Pull out every line in the entries below that contains the word "positive" and copy each of those lines in full.

- [Saved data entries]
========

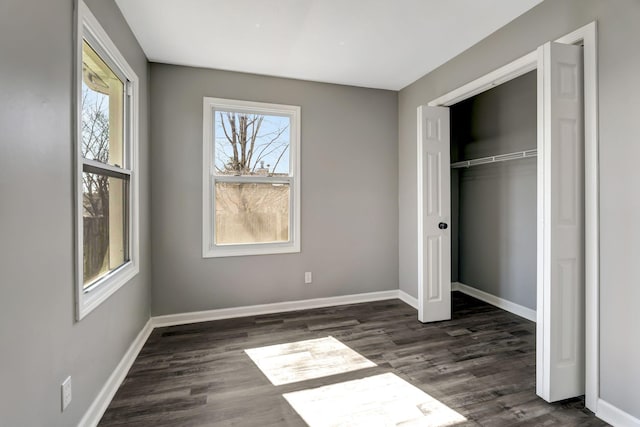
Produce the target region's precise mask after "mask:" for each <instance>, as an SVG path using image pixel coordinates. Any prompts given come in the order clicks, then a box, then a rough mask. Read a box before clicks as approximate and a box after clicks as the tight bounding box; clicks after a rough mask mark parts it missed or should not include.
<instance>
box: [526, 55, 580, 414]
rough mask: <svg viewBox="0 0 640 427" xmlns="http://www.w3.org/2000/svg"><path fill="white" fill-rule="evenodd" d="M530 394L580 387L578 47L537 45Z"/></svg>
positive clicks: (578, 119) (572, 393) (578, 56)
mask: <svg viewBox="0 0 640 427" xmlns="http://www.w3.org/2000/svg"><path fill="white" fill-rule="evenodd" d="M538 54H539V69H538V91H539V92H538V96H539V98H538V104H539V113H538V114H539V116H540V122H539V123H540V128H539V142H538V155H539V159H538V198H539V200H538V218H539V223H538V233H539V238H538V244H539V245H540V243H541V247H539V255H538V281H539V283H538V319H537V320H538V325H537V326H538V327H537V345H538V349H537V354H538V360H537V381H536V385H537V393H538V395H539V396H540V397H542V398H543V399H545V400H547V401H549V402H553V401H557V400H562V399H567V398H570V397H575V396H580V395H582V394H584V369H585V365H584V354H585V350H584V286H585V278H584V136H583V129H584V123H583V122H584V119H583V114H584V113H583V112H584V107H583V83H582V78H583V77H582V75H583V72H582V64H583V59H582V48H581V47H579V46H573V45H565V44H559V43H547V44H545V45H544V46H542V47H540V48H539V50H538Z"/></svg>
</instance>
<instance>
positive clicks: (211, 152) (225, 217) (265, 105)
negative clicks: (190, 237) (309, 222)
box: [203, 97, 300, 258]
mask: <svg viewBox="0 0 640 427" xmlns="http://www.w3.org/2000/svg"><path fill="white" fill-rule="evenodd" d="M203 123H204V128H203V257H205V258H206V257H224V256H241V255H261V254H277V253H288V252H300V107H297V106H290V105H280V104H266V103H259V102H248V101H235V100H229V99H220V98H208V97H205V98H204V116H203Z"/></svg>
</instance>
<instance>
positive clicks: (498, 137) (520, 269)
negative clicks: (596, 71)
mask: <svg viewBox="0 0 640 427" xmlns="http://www.w3.org/2000/svg"><path fill="white" fill-rule="evenodd" d="M536 86H537V85H536V73H535V72H533V71H532V72H530V73H527V74H525V75H524V76H521V77H518V78H517V79H514V80H511V81H510V82H507V83H504V84H502V85H500V86H497V87H495V88H493V89H491V90H489V91H486V92H483V93H481V94H479V95H476V96H474V97H473V98H469V99H467V100H465V101H462V102H460V103H458V104H455V105H453V106H452V107H451V146H452V148H451V152H452V153H451V158H452V162H455V161H460V160H469V159H474V158H478V157H486V156H492V155H496V154H505V153H512V152H516V151H523V150H530V149H533V148H535V147H536V144H537V140H536V124H537V123H536V116H537V112H536ZM451 173H452V175H457V176H456V177H455V178H454V179H452V183H458V188H456V189H455V190H456V191H452V197H457V198H458V200H457V203H452V204H451V205H452V206H451V211H452V217H453V218H456V221H453V225H454V227H455V226H456V225H457V227H455V228H456V229H455V230H452V232H454V234H457V235H458V236H459V237H458V242H459V247H458V251H457V252H456V251H452V263H451V264H452V268H456V267H457V270H456V271H452V278H453V277H457V280H458V281H459V282H462V283H464V284H465V285H469V286H472V287H474V288H477V289H480V290H482V291H484V292H488V293H490V294H492V295H495V296H498V297H500V298H503V299H506V300H507V301H511V302H515V303H516V304H520V305H523V306H525V307H529V308H531V309H534V310H535V308H536V179H537V175H536V159H535V158H529V159H520V160H514V161H510V162H505V163H494V164H488V165H478V166H473V167H471V168H462V169H452V170H451ZM458 232H459V233H458ZM453 237H455V236H453V235H452V238H453ZM455 246H456V245H452V248H455ZM458 256H459V259H458ZM452 280H456V279H452Z"/></svg>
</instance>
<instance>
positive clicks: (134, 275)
mask: <svg viewBox="0 0 640 427" xmlns="http://www.w3.org/2000/svg"><path fill="white" fill-rule="evenodd" d="M83 40H86V41H87V43H88V44H89V45H90V46H91V48H92V49H93V50H94V51H95V52H96V53H97V54H98V56H99V57H100V58H101V59H102V60H103V61H104V62H105V63H106V64H107V65H108V66H109V67H110V68H111V69H112V71H113V72H114V73H115V74H116V75H118V77H119V78H121V79H123V83H124V96H123V110H124V114H123V135H122V139H123V162H122V163H123V167H118V166H113V165H110V164H103V163H101V162H98V161H95V160H92V159H87V158H84V156H83V155H82V43H83ZM74 48H75V55H74V64H73V69H74V84H73V91H74V95H73V98H74V103H75V105H74V128H75V129H74V157H75V162H74V163H75V177H74V206H75V233H76V236H75V264H76V267H75V276H76V277H75V296H76V298H75V299H76V320H77V321H80V320H82V319H83V318H84V317H85V316H87V315H88V314H89V313H91V312H92V311H93V310H94V309H95V308H97V307H98V306H99V305H100V304H102V303H103V302H104V301H105V300H107V298H109V297H110V296H111V295H112V294H113V293H115V292H116V291H117V290H118V289H120V288H121V287H122V286H124V285H125V284H126V283H128V282H129V281H131V279H132V278H133V277H135V276H136V275H137V274H138V273H139V271H140V267H139V180H138V129H139V80H138V76H137V75H136V73H135V72H134V71H133V68H131V66H130V65H129V64H128V63H127V61H126V60H125V58H124V56H123V55H122V54H121V53H120V51H119V50H118V48H117V47H116V46H115V44H114V43H113V41H112V40H111V38H110V37H109V36H108V34H107V33H106V31H105V30H104V29H103V28H102V26H101V25H100V23H99V22H98V20H97V19H96V17H95V16H94V15H93V13H91V11H90V10H89V8H88V7H87V5H86V4H85V3H84V2H83V1H81V0H80V1H78V2H77V8H76V25H75V38H74ZM85 167H88V168H90V169H93V170H96V171H99V173H101V174H103V175H107V176H116V175H121V176H126V177H128V194H127V200H126V203H127V207H128V212H127V214H128V215H126V218H127V223H126V224H125V227H126V230H127V239H126V240H127V242H126V243H128V246H127V247H125V253H128V255H129V260H128V261H125V262H124V263H123V264H122V265H120V266H119V267H117V268H115V269H113V270H111V271H109V272H108V273H107V274H105V275H104V276H102V277H101V278H99V279H98V280H96V281H95V282H94V283H92V284H91V286H89V287H88V288H87V289H85V288H84V246H83V243H84V242H83V240H84V236H83V229H84V221H83V197H84V196H83V179H82V175H83V172H84V171H85Z"/></svg>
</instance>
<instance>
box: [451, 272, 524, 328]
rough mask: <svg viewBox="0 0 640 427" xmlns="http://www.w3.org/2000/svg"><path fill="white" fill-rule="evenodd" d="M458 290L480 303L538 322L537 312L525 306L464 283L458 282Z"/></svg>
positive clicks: (517, 315)
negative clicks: (470, 296)
mask: <svg viewBox="0 0 640 427" xmlns="http://www.w3.org/2000/svg"><path fill="white" fill-rule="evenodd" d="M452 289H453V284H452ZM456 290H458V291H460V292H462V293H463V294H467V295H469V296H472V297H474V298H476V299H479V300H480V301H484V302H486V303H488V304H491V305H493V306H496V307H498V308H501V309H503V310H504V311H508V312H509V313H513V314H515V315H517V316H520V317H524V318H525V319H527V320H530V321H532V322H535V321H536V311H535V310H532V309H530V308H528V307H525V306H523V305H520V304H516V303H515V302H511V301H508V300H506V299H504V298H500V297H497V296H495V295H492V294H490V293H488V292H484V291H481V290H480V289H477V288H474V287H473V286H469V285H465V284H464V283H460V282H456Z"/></svg>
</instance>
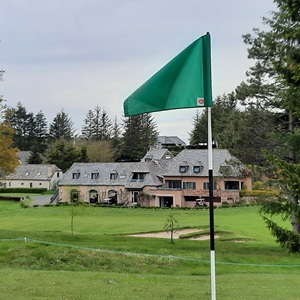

========

- [Written solution]
positive clicks: (578, 119) (572, 393) (578, 56)
positive clicks: (211, 152) (225, 217) (265, 105)
positive clicks: (498, 137) (520, 269)
positive clicks: (134, 275)
positive clicks: (517, 315)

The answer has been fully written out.